WHAT TO DO:
A: In the longest-path code excerpt below, list every variable that the function initializes to INT_MIN.
B: Carry on with the longest-path code excerpt below, starting right after its last line.

One important observation in this approach is many overlapping sub-problems. So this problem can be solved using Dynamic Programming. Here we will use a lookup table dp[][] to check if a problem is already solved or not.

Example

#include <iostream>
#define n 3
using namespace std;
int getLongestPathLengthUtil(int i, int j, int matrix[n][n], int table[n][n]) {
   if (i < 0 || i >= n || j < 0 || j >= n)
   return 0;
   if (table[i][j] != -1)
      return table[i][j];
   int x = INT_MIN, y = INT_MIN, z = INT_MIN, w = INT_MIN;
   if (j < n - 1 && ((matrix[i][j] + 1) == matrix[i][j + 1]))
      x = 1 + getLongestPathLengthUtil(i, j + 1, matrix, table);
   if (j > 0 && (matrix[i][j] + 1 == matrix[i][j - 1]))
      y = 1 + getLongestPathLengthUtil(i, j - 1, matrix, table);
   if (i > 0 && (matrix[i][j] + 1 == matrix[i - 1][j]))
      z = 1 + getLongestPathLengthUtil(i - 1, j, matrix, table);
   if (i < n - 1 && (matrix[i][j] + 1 == matrix[i + 1][j]))

DATA SUPPLIED:

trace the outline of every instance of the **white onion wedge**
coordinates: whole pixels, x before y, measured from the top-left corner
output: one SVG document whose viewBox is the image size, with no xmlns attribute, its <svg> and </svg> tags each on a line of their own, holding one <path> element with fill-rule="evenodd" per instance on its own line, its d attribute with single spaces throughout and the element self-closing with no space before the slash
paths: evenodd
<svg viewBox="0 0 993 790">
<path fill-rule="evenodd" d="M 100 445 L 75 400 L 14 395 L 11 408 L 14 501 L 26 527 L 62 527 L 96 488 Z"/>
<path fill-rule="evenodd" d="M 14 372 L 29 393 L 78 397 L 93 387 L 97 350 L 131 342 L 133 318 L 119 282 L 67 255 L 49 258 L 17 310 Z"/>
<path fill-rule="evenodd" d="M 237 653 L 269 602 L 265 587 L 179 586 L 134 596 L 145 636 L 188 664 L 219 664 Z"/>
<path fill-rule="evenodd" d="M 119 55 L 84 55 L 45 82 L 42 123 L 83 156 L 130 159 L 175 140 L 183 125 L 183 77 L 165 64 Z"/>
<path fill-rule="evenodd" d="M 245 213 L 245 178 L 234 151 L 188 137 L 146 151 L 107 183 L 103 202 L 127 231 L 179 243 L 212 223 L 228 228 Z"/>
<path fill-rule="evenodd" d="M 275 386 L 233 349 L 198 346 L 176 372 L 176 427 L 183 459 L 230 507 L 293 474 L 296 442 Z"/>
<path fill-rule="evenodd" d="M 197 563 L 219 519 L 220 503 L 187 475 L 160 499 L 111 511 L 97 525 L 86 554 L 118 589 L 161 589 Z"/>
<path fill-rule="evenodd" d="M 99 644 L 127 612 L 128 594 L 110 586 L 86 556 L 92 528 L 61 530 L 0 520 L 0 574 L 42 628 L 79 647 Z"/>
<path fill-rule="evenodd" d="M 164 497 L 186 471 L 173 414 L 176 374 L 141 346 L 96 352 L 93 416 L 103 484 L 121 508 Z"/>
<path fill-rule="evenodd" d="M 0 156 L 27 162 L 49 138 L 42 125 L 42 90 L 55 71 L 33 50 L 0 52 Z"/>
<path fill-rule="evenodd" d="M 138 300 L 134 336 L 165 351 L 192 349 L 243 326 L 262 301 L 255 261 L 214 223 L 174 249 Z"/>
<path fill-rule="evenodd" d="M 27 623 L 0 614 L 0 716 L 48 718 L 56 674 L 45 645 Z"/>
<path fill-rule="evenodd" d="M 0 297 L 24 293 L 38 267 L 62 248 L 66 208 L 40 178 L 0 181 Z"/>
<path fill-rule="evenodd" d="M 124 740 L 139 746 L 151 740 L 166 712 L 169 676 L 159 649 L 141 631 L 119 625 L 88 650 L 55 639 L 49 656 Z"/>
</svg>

RESULTS BY TASK:
A: x, y, z, w

B:
      w = 1 + getLongestPathLengthUtil(i + 1, j, matrix, table);
      return table[i][j] = max(x, max(y, max(z, max(w, 1))));
}
int getLongestPathLength(int matrix[n][n]) {
   int result = 1;
   int table[n][n];
   for(int i = 0; i < n; i++)
   for(int j = 0; j < n; j++)
   table[i][j] = -1;
   for (int i = 0; i < n; i++) {
      for (int j = 0; j < n; j++) {
         if (table[i][j] == -1)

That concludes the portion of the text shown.